# START OF Exercise input

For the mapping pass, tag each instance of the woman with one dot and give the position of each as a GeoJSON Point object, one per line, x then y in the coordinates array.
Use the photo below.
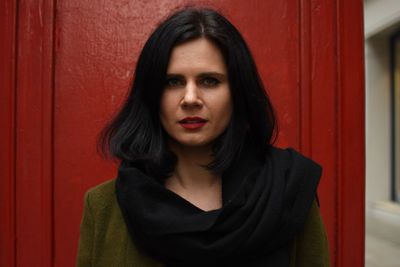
{"type": "Point", "coordinates": [200, 183]}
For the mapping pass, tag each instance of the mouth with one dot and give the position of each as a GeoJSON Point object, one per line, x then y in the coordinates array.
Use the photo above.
{"type": "Point", "coordinates": [192, 123]}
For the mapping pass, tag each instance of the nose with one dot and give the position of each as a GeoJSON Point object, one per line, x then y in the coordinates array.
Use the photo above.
{"type": "Point", "coordinates": [191, 97]}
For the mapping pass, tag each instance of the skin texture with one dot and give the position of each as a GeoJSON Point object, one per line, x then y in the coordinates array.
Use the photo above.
{"type": "Point", "coordinates": [197, 85]}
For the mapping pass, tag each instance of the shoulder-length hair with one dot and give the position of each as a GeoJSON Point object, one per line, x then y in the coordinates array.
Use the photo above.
{"type": "Point", "coordinates": [136, 136]}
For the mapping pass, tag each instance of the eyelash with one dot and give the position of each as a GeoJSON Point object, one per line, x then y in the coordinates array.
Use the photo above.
{"type": "Point", "coordinates": [205, 81]}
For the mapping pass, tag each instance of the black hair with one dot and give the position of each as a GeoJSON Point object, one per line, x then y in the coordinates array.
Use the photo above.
{"type": "Point", "coordinates": [136, 135]}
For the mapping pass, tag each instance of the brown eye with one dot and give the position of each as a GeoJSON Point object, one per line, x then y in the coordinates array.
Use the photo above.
{"type": "Point", "coordinates": [210, 81]}
{"type": "Point", "coordinates": [173, 82]}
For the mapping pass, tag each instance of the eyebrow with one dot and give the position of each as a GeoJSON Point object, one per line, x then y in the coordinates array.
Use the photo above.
{"type": "Point", "coordinates": [203, 74]}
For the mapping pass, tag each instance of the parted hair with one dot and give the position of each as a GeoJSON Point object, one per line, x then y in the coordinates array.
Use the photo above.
{"type": "Point", "coordinates": [135, 135]}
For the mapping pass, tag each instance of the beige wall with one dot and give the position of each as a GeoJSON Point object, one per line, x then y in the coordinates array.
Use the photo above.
{"type": "Point", "coordinates": [381, 19]}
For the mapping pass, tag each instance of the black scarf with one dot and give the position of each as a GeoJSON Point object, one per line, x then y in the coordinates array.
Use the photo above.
{"type": "Point", "coordinates": [265, 204]}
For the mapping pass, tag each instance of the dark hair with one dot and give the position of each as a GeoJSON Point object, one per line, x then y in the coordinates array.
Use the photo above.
{"type": "Point", "coordinates": [136, 135]}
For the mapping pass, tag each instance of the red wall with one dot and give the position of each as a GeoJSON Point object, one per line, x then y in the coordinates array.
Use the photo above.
{"type": "Point", "coordinates": [66, 66]}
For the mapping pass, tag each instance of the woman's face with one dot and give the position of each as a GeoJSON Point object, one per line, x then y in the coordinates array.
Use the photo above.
{"type": "Point", "coordinates": [196, 104]}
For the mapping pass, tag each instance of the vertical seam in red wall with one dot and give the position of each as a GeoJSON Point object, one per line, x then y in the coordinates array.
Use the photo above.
{"type": "Point", "coordinates": [338, 174]}
{"type": "Point", "coordinates": [14, 175]}
{"type": "Point", "coordinates": [304, 98]}
{"type": "Point", "coordinates": [337, 253]}
{"type": "Point", "coordinates": [53, 67]}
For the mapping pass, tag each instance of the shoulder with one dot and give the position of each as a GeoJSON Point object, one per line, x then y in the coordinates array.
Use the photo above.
{"type": "Point", "coordinates": [311, 244]}
{"type": "Point", "coordinates": [292, 158]}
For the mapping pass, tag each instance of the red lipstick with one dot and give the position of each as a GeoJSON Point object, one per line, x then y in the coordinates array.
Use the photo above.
{"type": "Point", "coordinates": [192, 123]}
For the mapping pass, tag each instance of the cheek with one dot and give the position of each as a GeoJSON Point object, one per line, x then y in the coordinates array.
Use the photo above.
{"type": "Point", "coordinates": [166, 107]}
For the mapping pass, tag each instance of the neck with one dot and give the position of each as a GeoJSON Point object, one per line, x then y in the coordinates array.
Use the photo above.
{"type": "Point", "coordinates": [192, 181]}
{"type": "Point", "coordinates": [189, 171]}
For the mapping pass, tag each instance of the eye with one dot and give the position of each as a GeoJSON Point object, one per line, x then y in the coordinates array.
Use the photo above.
{"type": "Point", "coordinates": [173, 82]}
{"type": "Point", "coordinates": [210, 81]}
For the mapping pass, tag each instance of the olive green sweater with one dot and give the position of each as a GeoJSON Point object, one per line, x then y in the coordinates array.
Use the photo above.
{"type": "Point", "coordinates": [105, 241]}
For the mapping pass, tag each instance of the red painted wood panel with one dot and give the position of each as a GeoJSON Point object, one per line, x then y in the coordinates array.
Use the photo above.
{"type": "Point", "coordinates": [7, 131]}
{"type": "Point", "coordinates": [34, 134]}
{"type": "Point", "coordinates": [73, 63]}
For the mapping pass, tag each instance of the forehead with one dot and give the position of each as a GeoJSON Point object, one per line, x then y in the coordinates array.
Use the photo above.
{"type": "Point", "coordinates": [196, 55]}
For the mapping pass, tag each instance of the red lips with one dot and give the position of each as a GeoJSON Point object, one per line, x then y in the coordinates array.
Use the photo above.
{"type": "Point", "coordinates": [192, 123]}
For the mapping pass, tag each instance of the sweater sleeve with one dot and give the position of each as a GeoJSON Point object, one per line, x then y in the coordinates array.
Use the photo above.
{"type": "Point", "coordinates": [311, 245]}
{"type": "Point", "coordinates": [85, 248]}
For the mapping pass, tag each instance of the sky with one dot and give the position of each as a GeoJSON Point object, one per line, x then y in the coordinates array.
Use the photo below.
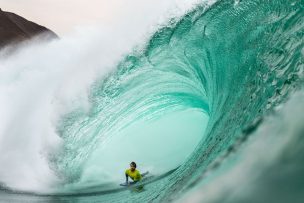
{"type": "Point", "coordinates": [62, 16]}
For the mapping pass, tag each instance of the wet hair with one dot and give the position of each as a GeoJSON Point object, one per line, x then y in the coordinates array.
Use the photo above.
{"type": "Point", "coordinates": [133, 164]}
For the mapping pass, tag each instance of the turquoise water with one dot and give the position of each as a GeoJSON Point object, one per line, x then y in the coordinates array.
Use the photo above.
{"type": "Point", "coordinates": [217, 86]}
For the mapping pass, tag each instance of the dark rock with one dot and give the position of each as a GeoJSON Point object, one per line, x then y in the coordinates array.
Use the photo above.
{"type": "Point", "coordinates": [14, 29]}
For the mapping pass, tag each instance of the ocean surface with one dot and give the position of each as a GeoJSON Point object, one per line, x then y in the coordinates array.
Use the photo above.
{"type": "Point", "coordinates": [211, 104]}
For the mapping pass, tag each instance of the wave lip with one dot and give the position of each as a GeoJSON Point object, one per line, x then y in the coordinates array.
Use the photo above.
{"type": "Point", "coordinates": [236, 61]}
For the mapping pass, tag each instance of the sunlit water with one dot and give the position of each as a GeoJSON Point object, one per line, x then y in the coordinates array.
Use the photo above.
{"type": "Point", "coordinates": [211, 105]}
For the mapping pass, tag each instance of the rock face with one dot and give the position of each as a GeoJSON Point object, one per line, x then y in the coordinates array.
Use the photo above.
{"type": "Point", "coordinates": [14, 29]}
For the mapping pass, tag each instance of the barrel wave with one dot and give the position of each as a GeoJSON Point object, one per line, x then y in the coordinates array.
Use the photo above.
{"type": "Point", "coordinates": [233, 71]}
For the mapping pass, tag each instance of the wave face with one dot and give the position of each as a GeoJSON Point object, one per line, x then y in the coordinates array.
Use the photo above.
{"type": "Point", "coordinates": [232, 63]}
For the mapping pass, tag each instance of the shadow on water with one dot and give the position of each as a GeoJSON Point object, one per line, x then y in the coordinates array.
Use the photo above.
{"type": "Point", "coordinates": [91, 195]}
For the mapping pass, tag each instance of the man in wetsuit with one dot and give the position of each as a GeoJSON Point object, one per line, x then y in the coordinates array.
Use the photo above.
{"type": "Point", "coordinates": [133, 174]}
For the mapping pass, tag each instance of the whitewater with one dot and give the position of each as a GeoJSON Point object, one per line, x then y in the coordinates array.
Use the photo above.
{"type": "Point", "coordinates": [205, 95]}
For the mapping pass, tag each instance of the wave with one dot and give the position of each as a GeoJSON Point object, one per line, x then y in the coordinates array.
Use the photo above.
{"type": "Point", "coordinates": [223, 70]}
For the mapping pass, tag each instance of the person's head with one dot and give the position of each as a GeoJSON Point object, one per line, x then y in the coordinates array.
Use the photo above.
{"type": "Point", "coordinates": [132, 165]}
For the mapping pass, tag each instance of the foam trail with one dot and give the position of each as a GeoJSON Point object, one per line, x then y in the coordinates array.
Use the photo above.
{"type": "Point", "coordinates": [45, 80]}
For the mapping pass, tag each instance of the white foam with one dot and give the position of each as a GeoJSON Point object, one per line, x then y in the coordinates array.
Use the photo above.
{"type": "Point", "coordinates": [45, 80]}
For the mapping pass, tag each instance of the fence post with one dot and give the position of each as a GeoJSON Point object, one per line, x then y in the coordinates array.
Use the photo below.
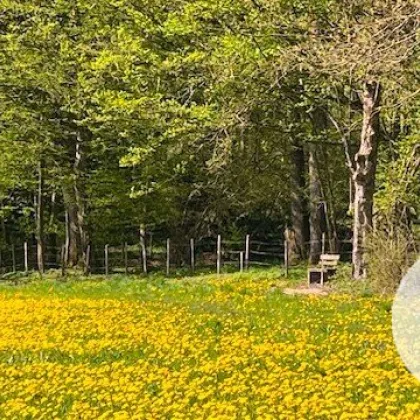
{"type": "Point", "coordinates": [247, 249]}
{"type": "Point", "coordinates": [143, 250]}
{"type": "Point", "coordinates": [13, 259]}
{"type": "Point", "coordinates": [168, 256]}
{"type": "Point", "coordinates": [25, 256]}
{"type": "Point", "coordinates": [286, 251]}
{"type": "Point", "coordinates": [241, 261]}
{"type": "Point", "coordinates": [125, 258]}
{"type": "Point", "coordinates": [219, 253]}
{"type": "Point", "coordinates": [192, 254]}
{"type": "Point", "coordinates": [106, 260]}
{"type": "Point", "coordinates": [87, 262]}
{"type": "Point", "coordinates": [63, 260]}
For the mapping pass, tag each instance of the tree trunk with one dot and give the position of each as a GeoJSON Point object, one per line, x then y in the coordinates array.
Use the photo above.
{"type": "Point", "coordinates": [299, 220]}
{"type": "Point", "coordinates": [39, 216]}
{"type": "Point", "coordinates": [315, 209]}
{"type": "Point", "coordinates": [73, 194]}
{"type": "Point", "coordinates": [364, 177]}
{"type": "Point", "coordinates": [72, 228]}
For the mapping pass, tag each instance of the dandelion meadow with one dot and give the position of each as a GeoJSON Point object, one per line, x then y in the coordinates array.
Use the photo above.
{"type": "Point", "coordinates": [233, 347]}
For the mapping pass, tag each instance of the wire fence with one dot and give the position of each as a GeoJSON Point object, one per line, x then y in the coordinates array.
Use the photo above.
{"type": "Point", "coordinates": [165, 255]}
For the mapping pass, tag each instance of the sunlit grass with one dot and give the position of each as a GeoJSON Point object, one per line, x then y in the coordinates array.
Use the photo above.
{"type": "Point", "coordinates": [196, 347]}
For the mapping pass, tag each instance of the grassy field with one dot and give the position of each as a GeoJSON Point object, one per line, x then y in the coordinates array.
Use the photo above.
{"type": "Point", "coordinates": [232, 347]}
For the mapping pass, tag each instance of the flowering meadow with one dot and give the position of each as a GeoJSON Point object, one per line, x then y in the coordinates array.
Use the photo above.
{"type": "Point", "coordinates": [233, 347]}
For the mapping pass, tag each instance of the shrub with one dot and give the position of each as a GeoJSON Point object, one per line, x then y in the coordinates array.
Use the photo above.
{"type": "Point", "coordinates": [389, 257]}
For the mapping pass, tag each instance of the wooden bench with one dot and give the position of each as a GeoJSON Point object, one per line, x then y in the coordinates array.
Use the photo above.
{"type": "Point", "coordinates": [327, 267]}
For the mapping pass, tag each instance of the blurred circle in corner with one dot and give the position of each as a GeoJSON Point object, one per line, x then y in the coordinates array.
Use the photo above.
{"type": "Point", "coordinates": [406, 320]}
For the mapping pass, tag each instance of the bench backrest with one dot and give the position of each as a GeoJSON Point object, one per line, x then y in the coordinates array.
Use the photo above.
{"type": "Point", "coordinates": [329, 260]}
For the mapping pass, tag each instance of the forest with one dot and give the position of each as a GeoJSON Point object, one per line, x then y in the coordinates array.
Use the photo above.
{"type": "Point", "coordinates": [191, 119]}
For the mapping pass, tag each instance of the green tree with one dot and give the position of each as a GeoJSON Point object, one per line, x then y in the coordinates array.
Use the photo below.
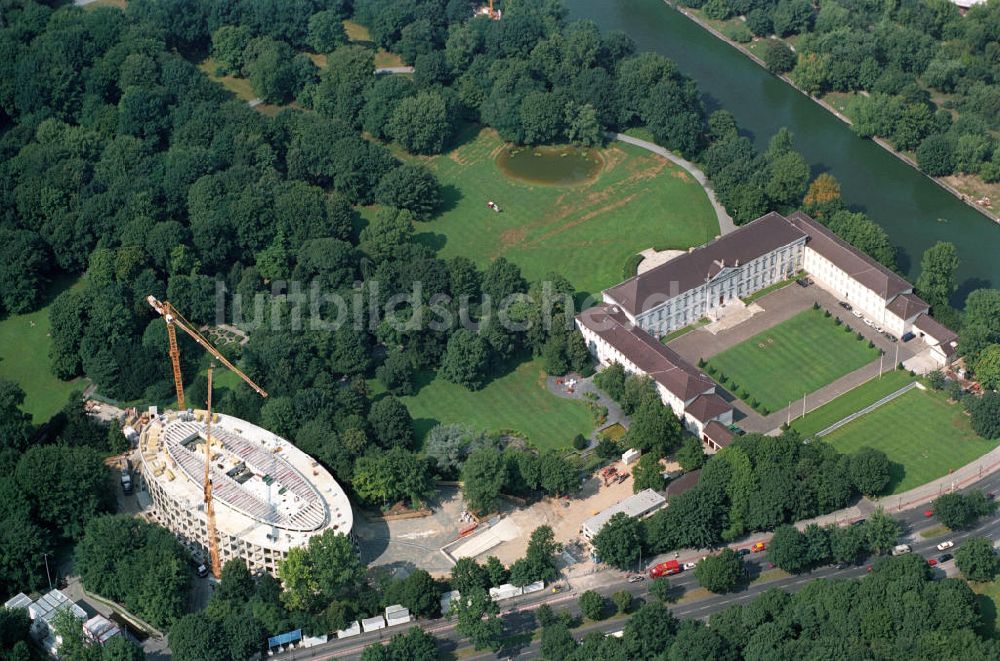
{"type": "Point", "coordinates": [391, 422]}
{"type": "Point", "coordinates": [936, 282]}
{"type": "Point", "coordinates": [421, 123]}
{"type": "Point", "coordinates": [478, 621]}
{"type": "Point", "coordinates": [722, 572]}
{"type": "Point", "coordinates": [648, 474]}
{"type": "Point", "coordinates": [869, 471]}
{"type": "Point", "coordinates": [418, 592]}
{"type": "Point", "coordinates": [881, 532]}
{"type": "Point", "coordinates": [539, 561]}
{"type": "Point", "coordinates": [411, 186]}
{"type": "Point", "coordinates": [977, 560]}
{"type": "Point", "coordinates": [987, 367]}
{"type": "Point", "coordinates": [788, 549]}
{"type": "Point", "coordinates": [592, 605]}
{"type": "Point", "coordinates": [654, 429]}
{"type": "Point", "coordinates": [957, 510]}
{"type": "Point", "coordinates": [483, 476]}
{"type": "Point", "coordinates": [67, 486]}
{"type": "Point", "coordinates": [391, 476]}
{"type": "Point", "coordinates": [466, 359]}
{"type": "Point", "coordinates": [619, 542]}
{"type": "Point", "coordinates": [778, 57]}
{"type": "Point", "coordinates": [326, 32]}
{"type": "Point", "coordinates": [936, 155]}
{"type": "Point", "coordinates": [198, 638]}
{"type": "Point", "coordinates": [557, 642]}
{"type": "Point", "coordinates": [622, 600]}
{"type": "Point", "coordinates": [691, 456]}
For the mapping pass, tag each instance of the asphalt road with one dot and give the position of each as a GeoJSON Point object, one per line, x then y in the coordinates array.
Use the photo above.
{"type": "Point", "coordinates": [519, 621]}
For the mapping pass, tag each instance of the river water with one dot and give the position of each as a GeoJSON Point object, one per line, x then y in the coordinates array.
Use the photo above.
{"type": "Point", "coordinates": [914, 211]}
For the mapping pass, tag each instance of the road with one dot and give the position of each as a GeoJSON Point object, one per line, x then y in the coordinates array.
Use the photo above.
{"type": "Point", "coordinates": [519, 620]}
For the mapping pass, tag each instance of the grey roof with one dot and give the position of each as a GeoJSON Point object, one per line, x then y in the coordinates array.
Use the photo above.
{"type": "Point", "coordinates": [946, 337]}
{"type": "Point", "coordinates": [641, 503]}
{"type": "Point", "coordinates": [705, 408]}
{"type": "Point", "coordinates": [907, 306]}
{"type": "Point", "coordinates": [660, 362]}
{"type": "Point", "coordinates": [693, 268]}
{"type": "Point", "coordinates": [685, 482]}
{"type": "Point", "coordinates": [849, 259]}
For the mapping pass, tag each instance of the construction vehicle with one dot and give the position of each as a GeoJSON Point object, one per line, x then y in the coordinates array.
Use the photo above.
{"type": "Point", "coordinates": [173, 318]}
{"type": "Point", "coordinates": [668, 568]}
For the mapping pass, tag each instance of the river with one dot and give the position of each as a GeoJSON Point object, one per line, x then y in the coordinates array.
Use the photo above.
{"type": "Point", "coordinates": [913, 210]}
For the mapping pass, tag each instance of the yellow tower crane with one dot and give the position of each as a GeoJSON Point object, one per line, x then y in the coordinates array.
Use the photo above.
{"type": "Point", "coordinates": [173, 318]}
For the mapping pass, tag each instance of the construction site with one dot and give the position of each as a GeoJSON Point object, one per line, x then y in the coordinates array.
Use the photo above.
{"type": "Point", "coordinates": [267, 495]}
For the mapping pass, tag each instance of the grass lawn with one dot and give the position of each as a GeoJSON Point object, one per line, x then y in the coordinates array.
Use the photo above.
{"type": "Point", "coordinates": [359, 34]}
{"type": "Point", "coordinates": [585, 231]}
{"type": "Point", "coordinates": [24, 358]}
{"type": "Point", "coordinates": [851, 402]}
{"type": "Point", "coordinates": [923, 435]}
{"type": "Point", "coordinates": [795, 357]}
{"type": "Point", "coordinates": [518, 400]}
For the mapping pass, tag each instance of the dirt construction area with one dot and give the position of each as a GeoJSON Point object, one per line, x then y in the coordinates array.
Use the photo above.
{"type": "Point", "coordinates": [402, 545]}
{"type": "Point", "coordinates": [508, 540]}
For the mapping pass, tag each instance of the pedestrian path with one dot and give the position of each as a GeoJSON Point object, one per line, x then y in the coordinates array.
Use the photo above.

# END OF Exercise input

### Required task
Begin with the line that contains "the construction vehicle" and end with the last line of the records; set down every line in that span exactly, and nothing else.

### Task response
For the mapping pass, tag each instance of the construction vehicle with one dot and give the position of each as a GeoJSON Point object, one per line, x then y in the coordinates array.
Use the photo above.
{"type": "Point", "coordinates": [173, 318]}
{"type": "Point", "coordinates": [668, 568]}
For the mapping pass, tag each instance of the river with one dot and give the position of each as a GeoJSON Point object, one per line, x then y in the coordinates array.
Use the photo above.
{"type": "Point", "coordinates": [913, 210]}
For the mapping pass, tag each instance of the yellow tower crane with one dot and give the position of each as a GeoJSON Point object, one per line, x then y in the coordinates array.
Use the photo above.
{"type": "Point", "coordinates": [173, 318]}
For the mapping pass, tag each instance of the construction site with one dot and give the position of each as a GeoJSON Point object, one per line, x then y in the coordinates array.
Use the photo above.
{"type": "Point", "coordinates": [267, 495]}
For the mapping pass, tag each instance of the grass lawn with one dot and give the position of each as a GeoJSON Point object, one per line, x then y in the coordinates array.
Use the photo above.
{"type": "Point", "coordinates": [359, 34]}
{"type": "Point", "coordinates": [585, 231]}
{"type": "Point", "coordinates": [24, 358]}
{"type": "Point", "coordinates": [851, 402]}
{"type": "Point", "coordinates": [923, 435]}
{"type": "Point", "coordinates": [795, 357]}
{"type": "Point", "coordinates": [518, 400]}
For the mapping pass, tag each instance of the dirt construction area with one dot and give the position of each as a GeoJSON Point object, one per line, x then y in the coordinates array.
Use the photo above.
{"type": "Point", "coordinates": [402, 545]}
{"type": "Point", "coordinates": [508, 540]}
For the mapping pass, tag each instance of the pedestrian path with one dot and give the position of each as a GeoJSON Point object, one per line, x then y in the coordinates array.
Use the photo above.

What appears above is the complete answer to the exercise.